* Отрывок из документа *
О миссии Владыки Нестора знали, безусловно, и большевики. 28 марта 1922 года, выдвигая "обвинения" против святителя Тихона, "Известия" задавались вопросом: "Что привез Колчаку от Патриарха прибывший из Москвы епископ Нестор?" И вправду - что? Неужели просто "благословение и пожелание успеха", как сообщал советский официоз?

Из книги епископа Нестора о расстреле Московского Кремля известно о поврежденной кощунниками иконе Святителя Николая, находившейся над воротами Никольской башни Кремля. Очевидец вспоминал: "Весной 1918 года 15-летним мальчиком я прибыл из Тулы в Москву для хлопот о моей матери, сидевшей в Бутырской тюрьме. В эти дни Москву обошел слух о некоем событии, случившемся у Никольских ворот. Я также пошел к этим воротам. Я увидел там толпы людей. Большая икона Святителя Николая Чудотворца висела над воротами. Она была занавешена красной материей. Материя была прибита гвоздями к краям иконы и закрывала ее всю. И вот, в этот тихий солнечный день москвичи увидели, что эта красная материя, закрывавшая икону, во-первых, разорвалась сверху донизу, и далее полоски материи стали, как ленточки, отрываться от иконы сверху вниз и падать на землю... Я стоял среди благоговейной и сосредоточенной толпы. Икона на глазах у всех очистилась совершенно от красной материи, ее закрывавшей. И вдруг я услышал позади себя выстрелы - один, другой, третий. Я оглянулся и увидел парня в солдатской одежде. Он стрелял из ружья, метя в икону. Лицо его было типично русское, крестьянское, круглое, с напряжением, но безо всякого выражения. Очевидно, он стрелял в икону Святителя, исполняя чье-то распоряжение. Метки от пуль его оставались на иконе, уже ничем не закрытой. Оставались только маленькие кусочки красной материи по краям иконы, где были гвозди. Я видел, как в своей одержимости грешная Русь (по "чьему-то распоряжению" - С.Ф.) расстреливала свои святыни, а Русь святая молитвенно созерцала чудесное знамение Божией силы над миром"16.

* Исходные данные *
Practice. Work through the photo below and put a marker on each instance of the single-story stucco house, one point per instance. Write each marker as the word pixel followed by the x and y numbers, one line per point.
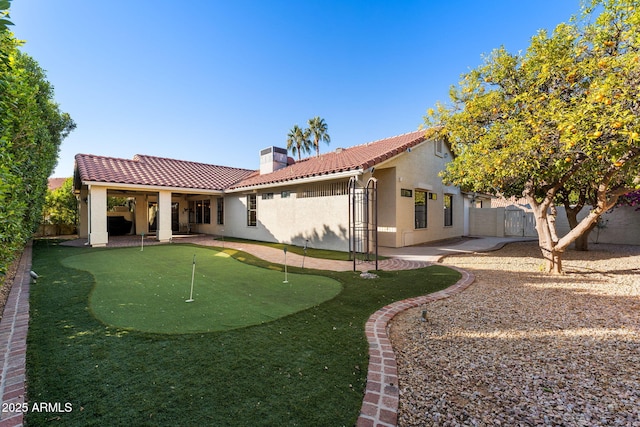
pixel 389 188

* Цель задания *
Продолжите отрывок о епископе Несторе и иконе Святителя Николая на Никольской башне Кремля, начав сразу после его последнего предложения.

* Ответ ниже *
В память об этих событиях и появились иконы "раненого Николы" с отстреленной во время бомбардировки Кремля левой рукой - с крестом и сохранившейся правой - с мечом. Эту-то икону небольших размеров и послал святитель Тихон адмиралу А. В. Колчаку ****17. По времени этот дар совпадал с пребыванием в Омске епископа Нестора.

Вернувшись вскоре после революции на Камчатку, Владыка из-за перекинувшегося и сюда революционного пожара вынужден был покинуть ее. Навсегда. Некоторое время он жил в Японии, где в 1920 году вышло второе издание его книги "Расстрел Московского Кремля", а потом перебрался в Маньчжурию. Здесь, в Харбине, в 1921 году он основал Камчатское подворье. Однако вскоре политические события на Дальнем Востоке сделали возможным его возвращение на родину.

"26 мая 1921 г., - пишет современный исследователь А. Хвалин, - небольшая горстка каппелевцев, имевшая на всех двенадцать винтовок и несколько револьверов, выступила во Владивостоке против коммунистического режима, охранявшегося двумя тысячами хорошо вооруженных милиционеров. Натиск среди бела дня был так стремителен и смел, что одни узурпаторы бежали в сопки, а другие спрятались в японской миссии и были переправлены впоследствии "интервентами" в советскую Россию. К власти пришло Временное Приамурское правительство под председательством сына амурского крестьянина, юриста по образованию, некогда трудившегося в Петербурге в Министерстве земледелия Спиридона Дионисьевича Меркулова. [...] 16 июня во Владивостоке созывается Второй съезд представителей несоциалистического населения Дальнего Востока, на котором [...] священник Владимир Давыдов призывает забыть честолюбие и страсти. Оратор восклицает: "Да здравствует единый вождь России Патриарх Тихон". (...]

С 1 по 11-е июня 1922 года в Приморье разразился политический кризис, явившийся логическим финалом несо­циалистического движения, пестрого по своему составу и неоднородного по идеологической созидательной платформе. [... ] Наученные горьким опытом революции и гражданской войны, русские люди во Владивостоке смогли преодолеть внутреннюю смуту. Указом Приамурского временного правительства № 149 от б июня 1922 года объявлялось о созыве Земского Собора...", прошедшего во Владивостоке с 10/23 июля по 28 июля/10 августа 1922 г.'8.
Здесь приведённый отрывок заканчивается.